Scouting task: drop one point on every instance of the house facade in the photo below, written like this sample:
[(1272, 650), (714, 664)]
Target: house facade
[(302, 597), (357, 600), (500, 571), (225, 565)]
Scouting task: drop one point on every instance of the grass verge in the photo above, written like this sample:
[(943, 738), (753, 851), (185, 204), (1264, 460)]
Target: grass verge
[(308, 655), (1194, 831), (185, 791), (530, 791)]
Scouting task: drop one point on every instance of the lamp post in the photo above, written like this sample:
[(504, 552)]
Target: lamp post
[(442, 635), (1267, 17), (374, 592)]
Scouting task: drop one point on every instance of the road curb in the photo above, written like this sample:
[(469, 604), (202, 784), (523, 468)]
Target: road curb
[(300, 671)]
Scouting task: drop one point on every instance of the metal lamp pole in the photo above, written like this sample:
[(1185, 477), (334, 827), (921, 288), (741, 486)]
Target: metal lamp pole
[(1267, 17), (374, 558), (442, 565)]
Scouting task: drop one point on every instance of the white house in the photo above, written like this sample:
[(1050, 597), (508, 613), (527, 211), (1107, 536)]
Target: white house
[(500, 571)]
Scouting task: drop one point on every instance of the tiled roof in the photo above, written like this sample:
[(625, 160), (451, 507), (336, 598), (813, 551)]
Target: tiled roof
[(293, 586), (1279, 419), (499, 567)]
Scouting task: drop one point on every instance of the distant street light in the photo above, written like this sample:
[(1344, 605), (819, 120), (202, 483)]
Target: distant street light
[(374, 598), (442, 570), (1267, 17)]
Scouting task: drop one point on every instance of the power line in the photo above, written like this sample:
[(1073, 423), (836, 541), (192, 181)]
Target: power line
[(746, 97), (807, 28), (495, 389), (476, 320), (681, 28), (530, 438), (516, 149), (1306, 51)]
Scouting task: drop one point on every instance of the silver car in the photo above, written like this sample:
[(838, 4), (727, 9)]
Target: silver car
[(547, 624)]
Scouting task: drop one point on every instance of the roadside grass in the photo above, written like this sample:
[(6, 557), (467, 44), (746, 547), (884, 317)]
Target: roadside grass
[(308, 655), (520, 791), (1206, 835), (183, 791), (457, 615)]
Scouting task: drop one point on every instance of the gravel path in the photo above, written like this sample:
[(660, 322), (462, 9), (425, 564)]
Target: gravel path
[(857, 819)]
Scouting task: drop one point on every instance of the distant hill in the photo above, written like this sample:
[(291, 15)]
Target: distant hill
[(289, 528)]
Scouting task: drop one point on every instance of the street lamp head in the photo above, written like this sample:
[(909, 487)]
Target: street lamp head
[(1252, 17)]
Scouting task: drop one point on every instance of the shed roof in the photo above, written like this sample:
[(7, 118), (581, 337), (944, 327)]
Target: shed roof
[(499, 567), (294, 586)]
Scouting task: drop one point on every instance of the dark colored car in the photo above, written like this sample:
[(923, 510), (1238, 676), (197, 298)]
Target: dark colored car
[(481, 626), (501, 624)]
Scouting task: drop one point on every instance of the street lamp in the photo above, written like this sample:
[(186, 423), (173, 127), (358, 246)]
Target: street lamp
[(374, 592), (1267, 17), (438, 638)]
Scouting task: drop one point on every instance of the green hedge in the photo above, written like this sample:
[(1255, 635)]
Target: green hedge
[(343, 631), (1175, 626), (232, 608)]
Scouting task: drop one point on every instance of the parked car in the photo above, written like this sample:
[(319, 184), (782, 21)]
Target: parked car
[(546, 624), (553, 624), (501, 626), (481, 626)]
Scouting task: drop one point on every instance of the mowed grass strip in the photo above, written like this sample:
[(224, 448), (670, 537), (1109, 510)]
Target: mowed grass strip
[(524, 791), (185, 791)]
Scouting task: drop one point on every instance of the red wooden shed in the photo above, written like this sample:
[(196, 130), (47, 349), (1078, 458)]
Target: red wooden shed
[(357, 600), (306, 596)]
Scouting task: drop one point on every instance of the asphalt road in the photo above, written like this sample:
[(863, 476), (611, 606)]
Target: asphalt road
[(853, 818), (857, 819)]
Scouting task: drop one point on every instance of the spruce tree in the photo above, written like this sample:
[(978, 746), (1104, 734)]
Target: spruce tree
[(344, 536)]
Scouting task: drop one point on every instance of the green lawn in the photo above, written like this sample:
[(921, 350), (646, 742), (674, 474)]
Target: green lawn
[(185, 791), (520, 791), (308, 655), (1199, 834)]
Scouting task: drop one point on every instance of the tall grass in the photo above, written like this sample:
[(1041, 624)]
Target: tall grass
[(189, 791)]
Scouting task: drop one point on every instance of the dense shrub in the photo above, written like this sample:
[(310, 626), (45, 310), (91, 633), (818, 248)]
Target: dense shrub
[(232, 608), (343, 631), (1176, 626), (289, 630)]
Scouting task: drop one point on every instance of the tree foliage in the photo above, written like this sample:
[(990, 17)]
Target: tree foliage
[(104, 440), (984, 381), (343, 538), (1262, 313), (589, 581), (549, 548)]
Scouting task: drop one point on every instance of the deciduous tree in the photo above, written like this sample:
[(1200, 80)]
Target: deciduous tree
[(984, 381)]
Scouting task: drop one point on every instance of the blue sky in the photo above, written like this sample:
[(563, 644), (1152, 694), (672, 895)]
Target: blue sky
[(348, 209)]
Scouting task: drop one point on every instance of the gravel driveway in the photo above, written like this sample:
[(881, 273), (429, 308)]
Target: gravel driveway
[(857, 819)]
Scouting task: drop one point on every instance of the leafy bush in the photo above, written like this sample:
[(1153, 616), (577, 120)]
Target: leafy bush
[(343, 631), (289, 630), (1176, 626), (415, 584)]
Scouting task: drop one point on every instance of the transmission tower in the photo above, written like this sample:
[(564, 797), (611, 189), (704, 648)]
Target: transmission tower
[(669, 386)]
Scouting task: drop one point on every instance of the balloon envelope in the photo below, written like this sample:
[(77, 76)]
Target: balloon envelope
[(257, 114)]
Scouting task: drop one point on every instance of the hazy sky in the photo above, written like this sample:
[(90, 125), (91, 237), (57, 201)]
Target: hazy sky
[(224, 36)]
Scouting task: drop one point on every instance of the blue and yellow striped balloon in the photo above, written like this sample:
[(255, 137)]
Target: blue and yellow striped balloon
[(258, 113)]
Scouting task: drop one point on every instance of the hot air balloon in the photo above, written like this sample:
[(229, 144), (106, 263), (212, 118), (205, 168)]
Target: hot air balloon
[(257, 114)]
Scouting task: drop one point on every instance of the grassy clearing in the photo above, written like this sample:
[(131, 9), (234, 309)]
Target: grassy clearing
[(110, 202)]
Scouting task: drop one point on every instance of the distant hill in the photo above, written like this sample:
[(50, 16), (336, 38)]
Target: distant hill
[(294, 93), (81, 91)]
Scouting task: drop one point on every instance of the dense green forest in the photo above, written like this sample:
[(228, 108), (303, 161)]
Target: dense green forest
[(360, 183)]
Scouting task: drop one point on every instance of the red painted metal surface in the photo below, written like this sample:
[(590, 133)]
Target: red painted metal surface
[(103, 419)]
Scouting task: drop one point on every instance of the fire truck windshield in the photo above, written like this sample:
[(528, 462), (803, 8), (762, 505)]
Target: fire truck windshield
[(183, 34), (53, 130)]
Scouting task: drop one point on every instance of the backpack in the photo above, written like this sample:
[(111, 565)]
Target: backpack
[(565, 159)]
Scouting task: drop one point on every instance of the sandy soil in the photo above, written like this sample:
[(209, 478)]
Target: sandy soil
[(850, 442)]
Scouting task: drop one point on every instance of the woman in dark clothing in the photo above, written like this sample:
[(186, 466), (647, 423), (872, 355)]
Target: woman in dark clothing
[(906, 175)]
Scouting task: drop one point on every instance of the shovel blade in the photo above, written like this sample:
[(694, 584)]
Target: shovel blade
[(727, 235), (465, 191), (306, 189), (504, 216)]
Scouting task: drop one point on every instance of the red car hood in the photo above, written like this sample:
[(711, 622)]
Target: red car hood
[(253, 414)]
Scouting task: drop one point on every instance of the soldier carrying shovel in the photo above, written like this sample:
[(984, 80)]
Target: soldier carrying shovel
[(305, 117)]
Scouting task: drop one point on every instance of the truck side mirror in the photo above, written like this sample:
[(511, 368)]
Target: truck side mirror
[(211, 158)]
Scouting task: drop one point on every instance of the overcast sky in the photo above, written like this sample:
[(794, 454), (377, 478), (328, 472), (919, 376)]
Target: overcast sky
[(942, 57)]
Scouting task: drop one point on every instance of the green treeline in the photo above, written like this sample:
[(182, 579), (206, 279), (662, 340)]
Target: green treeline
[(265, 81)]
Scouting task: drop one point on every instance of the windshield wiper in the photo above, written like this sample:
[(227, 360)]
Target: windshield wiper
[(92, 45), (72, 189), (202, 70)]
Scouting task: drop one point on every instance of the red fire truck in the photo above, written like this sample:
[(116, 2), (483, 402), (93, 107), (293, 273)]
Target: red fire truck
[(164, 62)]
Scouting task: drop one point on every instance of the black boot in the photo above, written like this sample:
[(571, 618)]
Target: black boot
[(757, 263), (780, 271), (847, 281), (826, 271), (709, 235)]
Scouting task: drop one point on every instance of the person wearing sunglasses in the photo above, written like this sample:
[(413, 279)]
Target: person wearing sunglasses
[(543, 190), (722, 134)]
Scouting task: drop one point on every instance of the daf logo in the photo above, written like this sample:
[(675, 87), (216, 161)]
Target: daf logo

# # # #

What you have to do
When a line contains the string "below", copy it from the records.

Response box
Scouting task: drop one point on every instance of the house facade in the photo below, written like this sample:
Scouting task: drop one point on every instance of the balloon envelope in the photo below, written like this sample:
Scouting task: drop one point on every instance of the red painted metal surface in the photo below, written like this sample:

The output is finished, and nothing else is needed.